GIVEN PASSAGE:
-- start --

Cows and Cool Sequences maybe this proof is easy for you ,but for me .... hehe....so I wrote this ... my english is so poor,so i can't understand the Tutorial I think most of you can come up with the idea of DP,but be confused with the proof of how to judge whether a cool sequence can begin with a[i] and ends with a[j] . Proof: first : a conclusion

if(x,y) is cool 
      if(y is odd) then x%y=0
      else (2*x%y==0 && x%y!=0)

proof : provided that the first number of the sequence is t ,so

x = y*(y-1)/2 + y * t

if y is odd, ( y — 1) is even ,so x = y*((y-1)/2+t),so if (x,y) is cool x must be divided by y if y is even, y-1 is odd so

 2*x = y*(y-1) + 2*y*t  ;
2*x = y*( (y-1)+2*y*t ); 

so 2*x must be divided by y ,but another x can't be divided by y(because 2*y*t is odd)

-- end --

GOAL A:
Copy the cool-sequence proof starting at "if(x,y) is cool" and ending at "2*y*t is odd)".
GOAL B:
Extend the forum post on the cool-sequence proof, picking up right after its final sentence.

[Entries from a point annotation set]
-- start --

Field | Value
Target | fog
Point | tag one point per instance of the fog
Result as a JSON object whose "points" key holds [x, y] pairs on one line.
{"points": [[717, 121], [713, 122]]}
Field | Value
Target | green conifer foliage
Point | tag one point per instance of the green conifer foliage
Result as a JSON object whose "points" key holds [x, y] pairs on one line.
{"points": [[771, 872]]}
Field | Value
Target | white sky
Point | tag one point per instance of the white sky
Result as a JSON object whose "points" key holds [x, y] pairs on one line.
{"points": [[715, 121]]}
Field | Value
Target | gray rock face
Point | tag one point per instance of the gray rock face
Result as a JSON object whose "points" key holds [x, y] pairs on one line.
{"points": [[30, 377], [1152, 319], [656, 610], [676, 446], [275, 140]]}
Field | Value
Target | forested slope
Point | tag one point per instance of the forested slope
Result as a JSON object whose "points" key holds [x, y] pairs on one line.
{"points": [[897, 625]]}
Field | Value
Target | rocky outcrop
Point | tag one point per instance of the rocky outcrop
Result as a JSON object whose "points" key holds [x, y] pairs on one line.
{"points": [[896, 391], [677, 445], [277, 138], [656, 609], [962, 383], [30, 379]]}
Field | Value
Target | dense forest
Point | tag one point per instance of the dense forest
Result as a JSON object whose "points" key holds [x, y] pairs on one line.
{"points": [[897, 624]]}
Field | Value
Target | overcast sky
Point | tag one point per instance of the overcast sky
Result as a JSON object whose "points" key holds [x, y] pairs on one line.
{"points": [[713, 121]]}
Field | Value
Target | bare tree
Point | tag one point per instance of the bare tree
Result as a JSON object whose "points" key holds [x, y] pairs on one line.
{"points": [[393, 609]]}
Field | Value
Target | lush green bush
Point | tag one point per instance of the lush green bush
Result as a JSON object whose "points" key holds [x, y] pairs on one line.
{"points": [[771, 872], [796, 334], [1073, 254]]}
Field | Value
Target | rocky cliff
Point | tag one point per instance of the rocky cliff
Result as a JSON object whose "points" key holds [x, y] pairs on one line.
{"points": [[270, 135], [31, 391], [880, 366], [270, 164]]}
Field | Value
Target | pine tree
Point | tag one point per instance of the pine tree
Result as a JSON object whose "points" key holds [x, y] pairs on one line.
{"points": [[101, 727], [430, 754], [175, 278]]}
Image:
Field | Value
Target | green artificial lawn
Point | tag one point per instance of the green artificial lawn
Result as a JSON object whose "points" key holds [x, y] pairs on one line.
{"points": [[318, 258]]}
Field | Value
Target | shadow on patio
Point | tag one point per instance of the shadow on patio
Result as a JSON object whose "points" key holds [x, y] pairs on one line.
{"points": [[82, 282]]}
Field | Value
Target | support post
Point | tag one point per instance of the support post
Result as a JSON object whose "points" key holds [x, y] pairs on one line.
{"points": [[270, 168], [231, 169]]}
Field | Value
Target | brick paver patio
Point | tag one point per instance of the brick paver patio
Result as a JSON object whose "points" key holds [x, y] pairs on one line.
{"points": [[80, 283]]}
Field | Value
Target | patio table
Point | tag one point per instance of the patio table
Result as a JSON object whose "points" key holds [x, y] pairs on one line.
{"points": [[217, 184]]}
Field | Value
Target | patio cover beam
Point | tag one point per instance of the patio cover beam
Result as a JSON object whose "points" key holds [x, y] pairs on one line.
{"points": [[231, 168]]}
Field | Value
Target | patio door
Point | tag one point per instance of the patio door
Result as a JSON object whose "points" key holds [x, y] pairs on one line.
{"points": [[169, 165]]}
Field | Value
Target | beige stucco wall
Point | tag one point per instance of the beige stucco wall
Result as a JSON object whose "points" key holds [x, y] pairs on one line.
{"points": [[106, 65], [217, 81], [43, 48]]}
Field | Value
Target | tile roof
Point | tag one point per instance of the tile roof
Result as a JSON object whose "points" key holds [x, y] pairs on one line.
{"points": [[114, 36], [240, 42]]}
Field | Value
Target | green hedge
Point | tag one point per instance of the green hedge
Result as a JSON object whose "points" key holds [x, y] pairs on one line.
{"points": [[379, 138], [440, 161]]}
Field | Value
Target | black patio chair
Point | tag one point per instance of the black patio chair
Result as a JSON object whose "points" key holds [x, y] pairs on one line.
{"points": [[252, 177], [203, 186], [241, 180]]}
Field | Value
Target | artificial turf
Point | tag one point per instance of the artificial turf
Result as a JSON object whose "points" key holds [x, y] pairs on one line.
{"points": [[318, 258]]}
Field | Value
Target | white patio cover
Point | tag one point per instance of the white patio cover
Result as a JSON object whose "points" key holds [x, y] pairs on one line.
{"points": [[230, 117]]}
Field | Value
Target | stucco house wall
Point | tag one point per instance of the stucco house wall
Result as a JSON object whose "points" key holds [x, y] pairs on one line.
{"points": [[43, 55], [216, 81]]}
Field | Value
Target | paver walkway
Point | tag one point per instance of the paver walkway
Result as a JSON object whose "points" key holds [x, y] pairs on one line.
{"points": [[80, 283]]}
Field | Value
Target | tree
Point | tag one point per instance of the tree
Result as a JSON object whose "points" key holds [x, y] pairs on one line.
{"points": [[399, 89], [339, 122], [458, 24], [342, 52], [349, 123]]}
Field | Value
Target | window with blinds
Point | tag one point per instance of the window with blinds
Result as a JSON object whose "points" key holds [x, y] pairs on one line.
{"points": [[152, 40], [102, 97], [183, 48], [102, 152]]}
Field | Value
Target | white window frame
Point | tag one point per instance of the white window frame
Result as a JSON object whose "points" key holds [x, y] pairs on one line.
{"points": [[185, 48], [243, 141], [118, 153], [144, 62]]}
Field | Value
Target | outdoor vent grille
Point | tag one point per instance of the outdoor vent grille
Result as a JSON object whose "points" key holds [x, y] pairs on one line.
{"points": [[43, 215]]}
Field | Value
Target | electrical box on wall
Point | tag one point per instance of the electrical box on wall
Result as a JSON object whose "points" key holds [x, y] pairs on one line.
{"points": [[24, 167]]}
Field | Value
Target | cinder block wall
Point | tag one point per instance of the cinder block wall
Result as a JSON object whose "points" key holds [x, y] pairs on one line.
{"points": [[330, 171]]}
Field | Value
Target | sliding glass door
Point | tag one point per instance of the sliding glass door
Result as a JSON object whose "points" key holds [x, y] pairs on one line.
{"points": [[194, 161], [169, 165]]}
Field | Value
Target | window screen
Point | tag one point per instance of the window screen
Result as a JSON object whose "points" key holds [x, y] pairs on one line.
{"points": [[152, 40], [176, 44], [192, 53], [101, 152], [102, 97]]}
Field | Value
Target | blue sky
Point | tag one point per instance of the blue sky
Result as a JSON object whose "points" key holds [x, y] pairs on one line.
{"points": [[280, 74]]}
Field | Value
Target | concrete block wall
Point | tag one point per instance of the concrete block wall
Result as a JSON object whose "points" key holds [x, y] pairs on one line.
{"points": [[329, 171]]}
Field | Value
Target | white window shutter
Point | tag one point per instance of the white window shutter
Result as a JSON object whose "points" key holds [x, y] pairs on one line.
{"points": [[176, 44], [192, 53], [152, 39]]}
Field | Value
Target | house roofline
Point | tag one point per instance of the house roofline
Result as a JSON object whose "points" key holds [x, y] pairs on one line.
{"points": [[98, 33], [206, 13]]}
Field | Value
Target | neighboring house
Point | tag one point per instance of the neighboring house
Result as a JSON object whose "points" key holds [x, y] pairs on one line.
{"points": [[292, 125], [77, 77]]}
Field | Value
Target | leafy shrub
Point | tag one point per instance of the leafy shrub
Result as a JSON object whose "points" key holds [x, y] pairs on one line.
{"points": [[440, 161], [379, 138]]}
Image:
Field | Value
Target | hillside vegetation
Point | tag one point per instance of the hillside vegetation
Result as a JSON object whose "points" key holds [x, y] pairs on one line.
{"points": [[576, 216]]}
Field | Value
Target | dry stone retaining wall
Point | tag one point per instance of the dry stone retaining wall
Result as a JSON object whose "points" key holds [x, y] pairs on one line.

-- end --

RESULT A:
if(x,y) is cool 
      if(y is odd) then x%y=0
      else (2*x%y==0 && x%y!=0)

proof : provided that the first number of the sequence is t ,so

x = y*(y-1)/2 + y * t

if y is odd, ( y — 1) is even ,so x = y*((y-1)/2+t),so if (x,y) is cool x must be divided by y if y is even, y-1 is odd so

 2*x = y*(y-1) + 2*y*t  ;
2*x = y*( (y-1)+2*y*t ); 

so 2*x must be divided by y ,but another x can't be divided by y(because 2*y*t is odd)

RESULT B:
and there is also another important conclusion when y is even ,that is m[y] = m[x] + 1; (m[n] denote the exponent of the largest power of 2 that divides n.) this is also easy to prove :

a[i] = 2^a * p  
2*a[i] = 2^(a+1)*p
a[j] = 2^b*q
(p,q are the biggest odd factor ) 
since a[j] can divided 2*a[i] and a[j] can't divided a[i],we can conclude b = a + 1;

we can solve the problem , no matter what's the parity of a[j] , there's a big condition must be fullfilled:

the max odd factor of a[i] must be divided by the max odd factoe of a[j]

if a[j] is odd ,and a[i]%a[j]==0,we can always construct the sequence

,for example a[i]=12  a[j] = 3,we can construct the sequence like 
12 3 ...3 3 3 3  3 3 3 3.

if a[j] is even , given that m[u] = m[u-1] + 1. so m[j] = m[i] + j — i; it's the situation that all of the numbers in the cool sequence(except a[i]) are even

for example :a[i] = 3,a[j] = 36  ,the sequence is : 3 6 12 24 36

the last situation is there are some odd numbers in the left part of the sequence ,and then even numbers ..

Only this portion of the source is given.